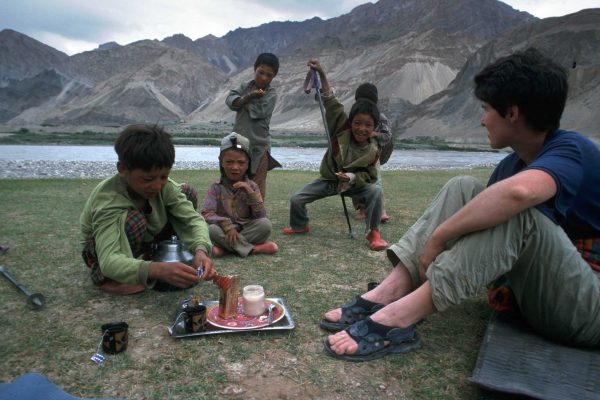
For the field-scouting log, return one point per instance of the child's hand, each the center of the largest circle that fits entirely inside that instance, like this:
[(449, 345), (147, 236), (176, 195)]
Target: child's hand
[(243, 185), (342, 176), (256, 93), (232, 236)]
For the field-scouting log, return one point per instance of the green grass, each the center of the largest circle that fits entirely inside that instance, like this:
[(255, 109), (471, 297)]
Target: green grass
§
EXERCISE OBJECTIVE
Copy the material above without the pictures, changing every "field-scouting log" to "survey record" and keeping everything else the same.

CORRECT ANSWER
For the survey record, return one point per instance of the child's hand, each the center of the largest circle that fits entirely inside that instance, like this:
[(449, 345), (147, 236), (176, 195)]
Target: child's hand
[(243, 185), (342, 176), (256, 93), (232, 236)]
For the survey record, return one point per instance of the green grass, each the center of the largest circle that fits entirely inside that instance, like this:
[(255, 109), (471, 297)]
Target: green grass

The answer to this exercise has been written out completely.